(Image point annotation entries)
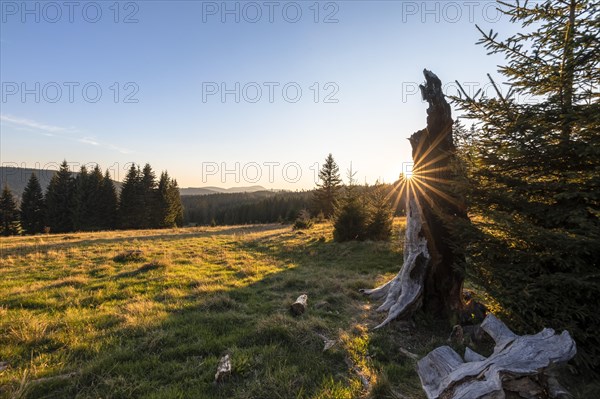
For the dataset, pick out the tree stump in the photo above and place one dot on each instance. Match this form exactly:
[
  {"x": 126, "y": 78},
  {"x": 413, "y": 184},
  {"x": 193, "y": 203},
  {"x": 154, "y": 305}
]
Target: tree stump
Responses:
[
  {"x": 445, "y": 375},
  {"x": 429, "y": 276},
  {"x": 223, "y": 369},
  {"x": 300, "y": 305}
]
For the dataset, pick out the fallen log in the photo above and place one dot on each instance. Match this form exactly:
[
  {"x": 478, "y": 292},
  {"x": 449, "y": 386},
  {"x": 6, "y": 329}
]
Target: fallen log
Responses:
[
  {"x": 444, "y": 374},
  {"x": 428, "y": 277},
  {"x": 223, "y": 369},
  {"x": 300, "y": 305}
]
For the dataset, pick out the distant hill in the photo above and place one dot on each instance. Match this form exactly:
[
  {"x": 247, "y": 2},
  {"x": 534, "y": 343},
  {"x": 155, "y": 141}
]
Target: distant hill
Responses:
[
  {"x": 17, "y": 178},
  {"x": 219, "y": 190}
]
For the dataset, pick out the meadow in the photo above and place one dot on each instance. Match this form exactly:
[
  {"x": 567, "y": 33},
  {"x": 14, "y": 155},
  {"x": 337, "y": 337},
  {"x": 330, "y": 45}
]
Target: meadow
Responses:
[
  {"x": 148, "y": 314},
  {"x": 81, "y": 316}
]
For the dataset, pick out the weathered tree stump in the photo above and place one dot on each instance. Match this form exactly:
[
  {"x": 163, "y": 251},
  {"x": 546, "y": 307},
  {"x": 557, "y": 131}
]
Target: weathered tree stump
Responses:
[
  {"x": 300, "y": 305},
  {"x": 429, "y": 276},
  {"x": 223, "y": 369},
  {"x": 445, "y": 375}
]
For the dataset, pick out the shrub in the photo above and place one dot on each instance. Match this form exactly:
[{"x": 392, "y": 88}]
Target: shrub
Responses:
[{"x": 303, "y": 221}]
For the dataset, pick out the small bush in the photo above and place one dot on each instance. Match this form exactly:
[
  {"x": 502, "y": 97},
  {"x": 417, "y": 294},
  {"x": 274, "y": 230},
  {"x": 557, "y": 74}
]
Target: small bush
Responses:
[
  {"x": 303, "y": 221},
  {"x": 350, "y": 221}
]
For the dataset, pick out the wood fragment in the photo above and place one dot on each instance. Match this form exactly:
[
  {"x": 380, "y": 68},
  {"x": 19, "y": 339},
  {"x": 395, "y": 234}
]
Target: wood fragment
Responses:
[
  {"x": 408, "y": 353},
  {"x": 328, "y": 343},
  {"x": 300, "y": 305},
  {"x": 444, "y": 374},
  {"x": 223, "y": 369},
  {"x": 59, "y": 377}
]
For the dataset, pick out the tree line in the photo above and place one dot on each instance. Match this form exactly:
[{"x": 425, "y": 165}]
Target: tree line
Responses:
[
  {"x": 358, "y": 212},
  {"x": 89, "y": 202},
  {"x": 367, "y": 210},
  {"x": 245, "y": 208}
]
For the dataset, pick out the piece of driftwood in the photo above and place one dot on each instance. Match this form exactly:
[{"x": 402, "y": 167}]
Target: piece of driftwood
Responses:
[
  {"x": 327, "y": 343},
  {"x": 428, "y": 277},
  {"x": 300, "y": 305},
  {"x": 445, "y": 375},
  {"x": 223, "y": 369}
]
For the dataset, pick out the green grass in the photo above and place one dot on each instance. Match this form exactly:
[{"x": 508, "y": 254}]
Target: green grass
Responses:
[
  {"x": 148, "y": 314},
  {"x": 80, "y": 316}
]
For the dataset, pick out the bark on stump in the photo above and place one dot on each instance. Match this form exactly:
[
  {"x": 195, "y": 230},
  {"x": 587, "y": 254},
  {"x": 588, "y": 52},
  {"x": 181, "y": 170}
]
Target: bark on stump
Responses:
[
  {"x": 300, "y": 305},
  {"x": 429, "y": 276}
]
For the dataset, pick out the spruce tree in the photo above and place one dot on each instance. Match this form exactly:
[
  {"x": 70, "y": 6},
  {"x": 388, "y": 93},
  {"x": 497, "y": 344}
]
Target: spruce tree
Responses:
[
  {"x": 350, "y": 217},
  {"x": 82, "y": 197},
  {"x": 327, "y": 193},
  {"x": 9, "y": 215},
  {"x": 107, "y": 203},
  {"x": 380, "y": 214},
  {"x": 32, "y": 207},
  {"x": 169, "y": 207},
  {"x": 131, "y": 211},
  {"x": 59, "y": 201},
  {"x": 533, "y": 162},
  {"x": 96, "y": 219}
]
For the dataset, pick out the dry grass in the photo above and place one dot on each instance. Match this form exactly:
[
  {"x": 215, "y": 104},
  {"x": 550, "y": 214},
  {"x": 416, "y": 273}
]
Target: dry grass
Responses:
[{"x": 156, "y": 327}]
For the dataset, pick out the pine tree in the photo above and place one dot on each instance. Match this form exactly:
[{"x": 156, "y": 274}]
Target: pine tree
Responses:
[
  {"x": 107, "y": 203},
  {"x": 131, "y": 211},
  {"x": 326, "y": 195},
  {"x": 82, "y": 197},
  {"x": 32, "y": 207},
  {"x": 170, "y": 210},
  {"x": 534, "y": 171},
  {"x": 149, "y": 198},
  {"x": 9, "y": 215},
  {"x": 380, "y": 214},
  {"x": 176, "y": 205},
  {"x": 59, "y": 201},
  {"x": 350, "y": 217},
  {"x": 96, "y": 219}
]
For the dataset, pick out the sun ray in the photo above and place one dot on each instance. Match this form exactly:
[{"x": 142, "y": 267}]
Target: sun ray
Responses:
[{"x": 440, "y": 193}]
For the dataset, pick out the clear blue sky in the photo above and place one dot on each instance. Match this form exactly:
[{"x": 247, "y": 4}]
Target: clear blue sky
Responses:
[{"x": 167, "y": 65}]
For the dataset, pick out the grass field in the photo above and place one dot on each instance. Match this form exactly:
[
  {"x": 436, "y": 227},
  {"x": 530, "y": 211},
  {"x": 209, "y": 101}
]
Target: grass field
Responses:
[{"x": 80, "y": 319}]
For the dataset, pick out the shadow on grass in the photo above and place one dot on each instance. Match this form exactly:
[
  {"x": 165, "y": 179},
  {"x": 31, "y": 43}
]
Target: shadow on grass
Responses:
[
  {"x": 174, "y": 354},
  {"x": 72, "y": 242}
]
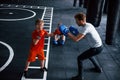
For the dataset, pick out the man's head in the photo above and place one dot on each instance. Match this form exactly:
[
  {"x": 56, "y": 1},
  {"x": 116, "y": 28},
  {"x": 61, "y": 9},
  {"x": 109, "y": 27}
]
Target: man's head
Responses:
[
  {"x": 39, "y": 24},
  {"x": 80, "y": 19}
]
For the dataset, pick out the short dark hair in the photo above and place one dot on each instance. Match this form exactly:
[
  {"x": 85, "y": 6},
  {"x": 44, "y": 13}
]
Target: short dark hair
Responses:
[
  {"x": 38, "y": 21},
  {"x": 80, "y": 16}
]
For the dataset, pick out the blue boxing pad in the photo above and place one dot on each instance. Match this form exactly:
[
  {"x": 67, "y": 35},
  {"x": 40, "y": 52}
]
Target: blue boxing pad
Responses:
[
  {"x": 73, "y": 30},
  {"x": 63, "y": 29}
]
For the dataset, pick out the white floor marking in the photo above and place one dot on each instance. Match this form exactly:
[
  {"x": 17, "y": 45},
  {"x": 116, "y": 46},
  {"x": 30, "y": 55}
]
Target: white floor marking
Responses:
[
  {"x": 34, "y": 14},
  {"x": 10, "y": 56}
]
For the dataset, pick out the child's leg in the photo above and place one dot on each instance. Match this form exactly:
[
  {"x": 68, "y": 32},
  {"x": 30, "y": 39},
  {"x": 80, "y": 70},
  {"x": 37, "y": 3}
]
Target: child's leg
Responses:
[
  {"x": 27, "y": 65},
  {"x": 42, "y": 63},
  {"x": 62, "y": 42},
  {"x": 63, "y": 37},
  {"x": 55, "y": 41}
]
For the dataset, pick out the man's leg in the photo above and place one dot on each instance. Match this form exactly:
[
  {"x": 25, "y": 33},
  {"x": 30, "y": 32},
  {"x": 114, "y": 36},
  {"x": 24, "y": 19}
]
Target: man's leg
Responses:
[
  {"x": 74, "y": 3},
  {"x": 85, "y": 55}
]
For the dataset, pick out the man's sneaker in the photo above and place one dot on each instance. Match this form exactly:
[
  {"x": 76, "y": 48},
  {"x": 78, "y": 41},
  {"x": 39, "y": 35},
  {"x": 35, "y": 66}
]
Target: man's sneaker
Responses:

The request — Repeat exactly, and only, the lines from the line with "For the dataset, pick out the blue" through the end of the listing above, both ends included.

Response to this exercise —
For the dataset, pick out the blue boxing pad in the photo above and place one dot on each instance. Match this form exactly:
[
  {"x": 67, "y": 35},
  {"x": 40, "y": 52}
]
Target: blue boxing pad
Responses:
[
  {"x": 73, "y": 30},
  {"x": 63, "y": 29}
]
For the dataset, pick out the white floor marking in the photo above and place one dot on each instance. Match this form exactly:
[
  {"x": 17, "y": 45},
  {"x": 116, "y": 46},
  {"x": 30, "y": 55}
]
Target: white floor marking
Responses:
[
  {"x": 34, "y": 14},
  {"x": 10, "y": 56}
]
For the dataset, pick out the child's leg in the photo above and place one dot on each instance. Match this form exactly:
[
  {"x": 68, "y": 32},
  {"x": 30, "y": 39},
  {"x": 80, "y": 70},
  {"x": 37, "y": 3}
]
Target: child's leg
Responses:
[
  {"x": 27, "y": 65},
  {"x": 42, "y": 63},
  {"x": 62, "y": 42},
  {"x": 63, "y": 37},
  {"x": 55, "y": 41}
]
For the dataset, pick out the man's leg in the photo above and place one dot on each instance. Match this form exactly:
[
  {"x": 25, "y": 33},
  {"x": 30, "y": 32},
  {"x": 114, "y": 36},
  {"x": 24, "y": 19}
]
Target: man's leg
Responses:
[
  {"x": 74, "y": 3},
  {"x": 85, "y": 55}
]
For the dataset, pick out the man's sneaker in the photo above and place one dot on each instance. Match this form exactly:
[
  {"x": 76, "y": 48},
  {"x": 78, "y": 41},
  {"x": 39, "y": 35},
  {"x": 35, "y": 66}
]
Target: man's sneaker
Responses:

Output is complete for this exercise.